* _Work to be completed_:
Reproduce every line of the records below with no changes at all.

====== Data in this exercise ======

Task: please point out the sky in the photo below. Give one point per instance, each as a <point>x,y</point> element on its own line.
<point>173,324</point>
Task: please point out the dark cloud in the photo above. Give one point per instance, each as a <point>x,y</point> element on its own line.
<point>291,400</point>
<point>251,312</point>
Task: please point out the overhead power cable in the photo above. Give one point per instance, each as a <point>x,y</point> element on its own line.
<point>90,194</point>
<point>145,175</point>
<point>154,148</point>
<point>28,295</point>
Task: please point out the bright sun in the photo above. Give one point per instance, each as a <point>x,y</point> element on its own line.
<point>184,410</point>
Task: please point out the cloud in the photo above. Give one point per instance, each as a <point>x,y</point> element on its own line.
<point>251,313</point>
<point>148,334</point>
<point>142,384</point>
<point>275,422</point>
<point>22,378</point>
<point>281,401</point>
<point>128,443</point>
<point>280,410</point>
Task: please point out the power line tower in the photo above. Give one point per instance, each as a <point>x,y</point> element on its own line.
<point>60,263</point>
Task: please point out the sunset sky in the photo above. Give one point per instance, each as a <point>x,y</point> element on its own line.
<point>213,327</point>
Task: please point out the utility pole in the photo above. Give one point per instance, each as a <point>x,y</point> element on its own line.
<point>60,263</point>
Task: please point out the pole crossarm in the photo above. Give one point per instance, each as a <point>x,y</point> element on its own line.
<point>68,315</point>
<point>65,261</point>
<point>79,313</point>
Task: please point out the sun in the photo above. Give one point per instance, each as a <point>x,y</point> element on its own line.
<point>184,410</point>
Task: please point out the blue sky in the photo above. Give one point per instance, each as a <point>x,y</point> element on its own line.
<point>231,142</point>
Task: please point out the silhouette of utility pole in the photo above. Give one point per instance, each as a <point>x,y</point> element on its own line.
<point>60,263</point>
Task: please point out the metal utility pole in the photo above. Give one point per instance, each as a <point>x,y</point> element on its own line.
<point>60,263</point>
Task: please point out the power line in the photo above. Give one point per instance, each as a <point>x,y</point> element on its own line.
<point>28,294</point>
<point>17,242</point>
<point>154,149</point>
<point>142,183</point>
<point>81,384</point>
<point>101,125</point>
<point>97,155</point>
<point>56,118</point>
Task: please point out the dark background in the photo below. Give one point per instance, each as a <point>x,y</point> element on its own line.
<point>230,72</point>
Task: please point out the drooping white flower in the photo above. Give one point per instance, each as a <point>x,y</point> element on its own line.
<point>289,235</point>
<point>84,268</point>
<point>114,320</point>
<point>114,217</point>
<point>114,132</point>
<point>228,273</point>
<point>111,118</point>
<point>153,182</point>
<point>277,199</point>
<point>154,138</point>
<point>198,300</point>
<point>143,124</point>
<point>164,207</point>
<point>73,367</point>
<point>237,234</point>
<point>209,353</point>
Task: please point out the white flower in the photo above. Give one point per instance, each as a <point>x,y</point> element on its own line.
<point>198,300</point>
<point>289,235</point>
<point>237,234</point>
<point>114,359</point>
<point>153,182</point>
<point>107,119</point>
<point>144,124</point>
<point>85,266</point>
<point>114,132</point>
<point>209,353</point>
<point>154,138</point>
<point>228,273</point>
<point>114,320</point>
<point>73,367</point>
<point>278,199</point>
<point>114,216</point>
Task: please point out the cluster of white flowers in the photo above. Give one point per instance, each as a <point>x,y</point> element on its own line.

======

* _Solution for this task_:
Task: please point out the sky in the photo below. Give one point per instance, each as a <point>x,y</point> element on its own line.
<point>173,324</point>
Task: please point out the dark cloud in the photo above. Give one point per instance, each as a <point>x,y</point> element on its own line.
<point>291,400</point>
<point>251,312</point>
Task: please point out the overhead power cable in the photo above. Give one point per instance, each as a <point>x,y</point> element on its own line.
<point>90,194</point>
<point>145,175</point>
<point>154,148</point>
<point>28,295</point>
Task: please point out the bright sun in the photo above. Give one point per instance, each as a <point>x,y</point> element on its own line.
<point>184,410</point>
Task: please point out the cloud in the photo above. Give one point per instance, each as a <point>x,y</point> element on its own line.
<point>251,313</point>
<point>148,334</point>
<point>142,384</point>
<point>275,422</point>
<point>22,378</point>
<point>281,401</point>
<point>128,443</point>
<point>280,410</point>
Task: please point out the power line tower in the photo above. Give one point per instance, each as a <point>x,y</point> element on its own line.
<point>60,263</point>
Task: please point out the sunset sky in the photo above. Give one point per instance, each as a <point>x,y</point> element on its own line.
<point>213,327</point>
Task: please point out the utility pole in the photo above. Give one point per instance, each as a <point>x,y</point> element on its own line.
<point>60,263</point>
Task: please point out the pole crossarm in the photo above. Give one point per instance, each as a <point>x,y</point> element on its own line.
<point>68,315</point>
<point>65,261</point>
<point>79,313</point>
Task: please point out the sun in the photo above. Give one point per instance, each as a <point>x,y</point> element on its own line.
<point>184,410</point>
Task: please point out the blue sky in the photo above. Give one point per instance, each as a <point>x,y</point> element on its own line.
<point>231,142</point>
Task: please point out the silhouette of utility pole in the photo above. Give one point per instance, each as a <point>x,y</point> element on its own line.
<point>60,263</point>
Task: please point out the metal utility pole in the photo above. Give one point per instance, each as a <point>x,y</point> element on its own line.
<point>60,263</point>
Task: please point out the power line in the photo above. Give one point per instance, each as a <point>x,y</point> element on its own line.
<point>28,294</point>
<point>17,242</point>
<point>154,149</point>
<point>142,183</point>
<point>81,384</point>
<point>101,125</point>
<point>97,155</point>
<point>56,118</point>
Task: please point out the dark background in the photo below. Give one point per instance, each as a <point>x,y</point> element on its own line.
<point>230,72</point>
Task: please point out the drooping white flower in the photo above. Give one point per instance, each as a <point>x,y</point> element on its own line.
<point>289,235</point>
<point>84,268</point>
<point>114,320</point>
<point>114,217</point>
<point>114,132</point>
<point>228,273</point>
<point>111,118</point>
<point>153,182</point>
<point>277,199</point>
<point>154,138</point>
<point>198,300</point>
<point>143,124</point>
<point>164,207</point>
<point>73,367</point>
<point>237,234</point>
<point>209,353</point>
Task: please point out the white flower in the photo above. Give one point per instance, each as a <point>x,y</point> element on its own line.
<point>198,300</point>
<point>289,235</point>
<point>237,234</point>
<point>114,359</point>
<point>153,182</point>
<point>107,119</point>
<point>144,124</point>
<point>85,266</point>
<point>114,132</point>
<point>209,353</point>
<point>154,138</point>
<point>228,273</point>
<point>114,320</point>
<point>73,367</point>
<point>278,199</point>
<point>114,216</point>
Task: please point out the cluster of white flowers in the photo above. Give one point per instance, each as a <point>x,y</point> element on its own line.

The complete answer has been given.